**** Records for this task

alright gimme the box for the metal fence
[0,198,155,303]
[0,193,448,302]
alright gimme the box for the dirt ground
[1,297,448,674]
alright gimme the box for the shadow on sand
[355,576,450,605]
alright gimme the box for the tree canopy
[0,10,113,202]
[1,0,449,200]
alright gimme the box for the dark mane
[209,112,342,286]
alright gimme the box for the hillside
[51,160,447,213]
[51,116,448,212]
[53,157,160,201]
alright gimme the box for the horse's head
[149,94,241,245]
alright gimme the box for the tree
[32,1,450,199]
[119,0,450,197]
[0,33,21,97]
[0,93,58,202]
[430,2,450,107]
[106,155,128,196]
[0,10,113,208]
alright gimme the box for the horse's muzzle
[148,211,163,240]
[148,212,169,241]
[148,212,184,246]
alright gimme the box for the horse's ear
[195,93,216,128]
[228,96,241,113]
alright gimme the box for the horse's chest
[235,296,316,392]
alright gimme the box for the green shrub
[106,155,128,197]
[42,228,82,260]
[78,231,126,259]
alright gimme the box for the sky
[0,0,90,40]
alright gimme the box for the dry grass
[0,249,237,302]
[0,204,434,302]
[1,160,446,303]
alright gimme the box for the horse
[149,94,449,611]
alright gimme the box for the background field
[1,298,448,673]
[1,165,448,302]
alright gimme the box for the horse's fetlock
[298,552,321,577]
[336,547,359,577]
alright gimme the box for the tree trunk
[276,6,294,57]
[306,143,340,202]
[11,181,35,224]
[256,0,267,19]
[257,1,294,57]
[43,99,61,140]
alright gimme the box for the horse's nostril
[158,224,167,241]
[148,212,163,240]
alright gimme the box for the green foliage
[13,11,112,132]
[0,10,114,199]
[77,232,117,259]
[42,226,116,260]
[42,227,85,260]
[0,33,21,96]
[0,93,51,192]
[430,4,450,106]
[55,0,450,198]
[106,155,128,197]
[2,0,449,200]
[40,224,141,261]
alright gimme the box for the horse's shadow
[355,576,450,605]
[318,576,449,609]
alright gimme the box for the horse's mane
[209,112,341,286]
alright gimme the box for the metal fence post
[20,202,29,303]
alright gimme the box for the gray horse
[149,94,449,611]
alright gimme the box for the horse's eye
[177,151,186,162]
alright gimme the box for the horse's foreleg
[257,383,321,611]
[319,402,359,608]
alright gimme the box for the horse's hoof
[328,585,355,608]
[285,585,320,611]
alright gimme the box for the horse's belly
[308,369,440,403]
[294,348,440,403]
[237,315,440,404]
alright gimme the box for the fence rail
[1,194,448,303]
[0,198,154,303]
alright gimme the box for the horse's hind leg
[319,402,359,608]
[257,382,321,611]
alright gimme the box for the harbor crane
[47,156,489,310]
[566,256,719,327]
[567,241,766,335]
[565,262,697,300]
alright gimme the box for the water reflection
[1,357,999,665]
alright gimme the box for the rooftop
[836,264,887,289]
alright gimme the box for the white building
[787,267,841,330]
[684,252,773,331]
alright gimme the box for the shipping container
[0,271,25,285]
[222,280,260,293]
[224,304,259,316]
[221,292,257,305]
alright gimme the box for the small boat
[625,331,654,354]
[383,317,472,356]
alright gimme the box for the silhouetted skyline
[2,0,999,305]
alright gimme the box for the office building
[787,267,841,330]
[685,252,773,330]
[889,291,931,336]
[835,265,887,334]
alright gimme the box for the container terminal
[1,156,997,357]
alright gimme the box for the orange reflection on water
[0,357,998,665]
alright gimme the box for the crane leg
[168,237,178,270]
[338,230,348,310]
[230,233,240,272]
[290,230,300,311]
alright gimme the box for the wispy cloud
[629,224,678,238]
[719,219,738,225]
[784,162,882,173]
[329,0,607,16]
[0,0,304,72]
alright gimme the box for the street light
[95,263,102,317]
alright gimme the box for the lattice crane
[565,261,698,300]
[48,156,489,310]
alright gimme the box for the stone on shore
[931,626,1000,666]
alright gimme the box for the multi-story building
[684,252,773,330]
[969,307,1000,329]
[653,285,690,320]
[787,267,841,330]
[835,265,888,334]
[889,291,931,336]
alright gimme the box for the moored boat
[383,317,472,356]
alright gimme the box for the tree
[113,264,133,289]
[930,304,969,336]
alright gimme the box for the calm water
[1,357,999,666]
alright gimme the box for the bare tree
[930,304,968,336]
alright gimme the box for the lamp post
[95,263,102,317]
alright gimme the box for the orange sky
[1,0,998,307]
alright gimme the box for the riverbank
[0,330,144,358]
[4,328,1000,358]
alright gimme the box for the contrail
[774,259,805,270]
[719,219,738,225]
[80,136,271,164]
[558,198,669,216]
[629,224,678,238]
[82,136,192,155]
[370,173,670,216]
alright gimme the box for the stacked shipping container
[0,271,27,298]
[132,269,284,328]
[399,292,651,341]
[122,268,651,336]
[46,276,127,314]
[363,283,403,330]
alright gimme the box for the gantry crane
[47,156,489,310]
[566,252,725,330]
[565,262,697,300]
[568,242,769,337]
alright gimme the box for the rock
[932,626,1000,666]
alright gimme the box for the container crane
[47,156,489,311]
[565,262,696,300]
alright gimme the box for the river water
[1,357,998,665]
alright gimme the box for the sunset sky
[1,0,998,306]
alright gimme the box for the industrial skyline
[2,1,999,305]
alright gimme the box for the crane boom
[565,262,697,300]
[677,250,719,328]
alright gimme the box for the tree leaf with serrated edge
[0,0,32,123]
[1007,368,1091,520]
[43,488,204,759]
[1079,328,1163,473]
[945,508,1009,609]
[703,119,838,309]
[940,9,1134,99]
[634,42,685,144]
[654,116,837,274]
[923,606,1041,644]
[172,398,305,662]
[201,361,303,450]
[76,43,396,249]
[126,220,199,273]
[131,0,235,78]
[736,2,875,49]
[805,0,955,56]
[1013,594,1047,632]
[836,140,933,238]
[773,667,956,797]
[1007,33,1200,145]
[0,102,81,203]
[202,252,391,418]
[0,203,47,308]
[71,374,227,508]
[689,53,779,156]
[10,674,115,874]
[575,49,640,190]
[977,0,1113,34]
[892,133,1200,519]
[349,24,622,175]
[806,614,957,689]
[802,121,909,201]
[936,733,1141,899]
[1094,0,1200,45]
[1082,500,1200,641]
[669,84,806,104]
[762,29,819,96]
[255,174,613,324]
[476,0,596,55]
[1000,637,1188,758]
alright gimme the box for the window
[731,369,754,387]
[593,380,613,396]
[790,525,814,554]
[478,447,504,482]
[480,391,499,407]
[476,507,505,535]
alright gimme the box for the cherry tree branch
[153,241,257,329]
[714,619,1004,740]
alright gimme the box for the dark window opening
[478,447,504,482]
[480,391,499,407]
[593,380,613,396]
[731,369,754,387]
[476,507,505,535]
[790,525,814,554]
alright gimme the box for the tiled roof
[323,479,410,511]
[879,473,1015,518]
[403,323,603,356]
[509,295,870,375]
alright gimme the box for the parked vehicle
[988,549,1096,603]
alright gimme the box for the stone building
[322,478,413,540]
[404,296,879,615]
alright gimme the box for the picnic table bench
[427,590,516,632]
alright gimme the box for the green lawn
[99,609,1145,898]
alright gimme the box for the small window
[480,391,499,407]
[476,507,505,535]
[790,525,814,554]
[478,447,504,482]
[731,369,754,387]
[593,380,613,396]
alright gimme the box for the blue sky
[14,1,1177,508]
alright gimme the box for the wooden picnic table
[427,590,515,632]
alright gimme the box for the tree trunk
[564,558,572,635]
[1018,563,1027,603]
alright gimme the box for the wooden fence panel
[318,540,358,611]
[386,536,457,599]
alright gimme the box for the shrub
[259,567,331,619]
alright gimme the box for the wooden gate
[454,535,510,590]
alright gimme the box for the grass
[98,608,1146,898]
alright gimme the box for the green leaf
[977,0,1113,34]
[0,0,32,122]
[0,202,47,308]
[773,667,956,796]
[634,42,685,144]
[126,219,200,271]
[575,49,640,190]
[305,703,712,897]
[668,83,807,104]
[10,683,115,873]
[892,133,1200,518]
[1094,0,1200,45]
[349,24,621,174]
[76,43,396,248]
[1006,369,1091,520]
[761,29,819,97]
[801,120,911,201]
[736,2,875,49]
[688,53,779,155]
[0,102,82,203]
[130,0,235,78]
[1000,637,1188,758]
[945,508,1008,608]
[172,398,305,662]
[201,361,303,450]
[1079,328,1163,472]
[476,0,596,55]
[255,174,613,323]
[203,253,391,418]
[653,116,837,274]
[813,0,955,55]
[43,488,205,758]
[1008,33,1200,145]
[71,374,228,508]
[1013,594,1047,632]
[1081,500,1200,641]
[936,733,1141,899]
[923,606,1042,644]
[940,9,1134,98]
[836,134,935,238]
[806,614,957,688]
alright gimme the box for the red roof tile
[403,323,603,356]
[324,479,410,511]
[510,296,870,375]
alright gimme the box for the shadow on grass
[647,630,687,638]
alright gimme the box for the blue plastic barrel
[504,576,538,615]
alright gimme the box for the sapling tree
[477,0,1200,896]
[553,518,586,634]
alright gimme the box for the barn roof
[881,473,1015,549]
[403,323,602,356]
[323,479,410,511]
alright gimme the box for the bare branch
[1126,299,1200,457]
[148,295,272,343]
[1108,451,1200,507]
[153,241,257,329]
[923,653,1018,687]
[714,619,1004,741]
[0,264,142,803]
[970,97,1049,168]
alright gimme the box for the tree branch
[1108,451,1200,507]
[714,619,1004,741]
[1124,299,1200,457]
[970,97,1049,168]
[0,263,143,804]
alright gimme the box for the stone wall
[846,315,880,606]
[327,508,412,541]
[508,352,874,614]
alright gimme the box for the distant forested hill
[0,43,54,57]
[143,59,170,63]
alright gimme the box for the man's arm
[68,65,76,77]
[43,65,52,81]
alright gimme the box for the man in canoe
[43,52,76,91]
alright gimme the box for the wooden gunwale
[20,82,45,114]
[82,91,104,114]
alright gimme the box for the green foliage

********

▶ **Task details**: Reproduce exactly the line bearing "alright gimme the box for the man in canoe" and all the lines that come after it in the records above; add nothing.

▶ **Written answer**:
alright gimme the box for the man in canoe
[43,52,76,91]
alright gimme the box for the wooden gunwale
[20,82,45,114]
[82,91,104,114]
alright gimme the box for the green foliage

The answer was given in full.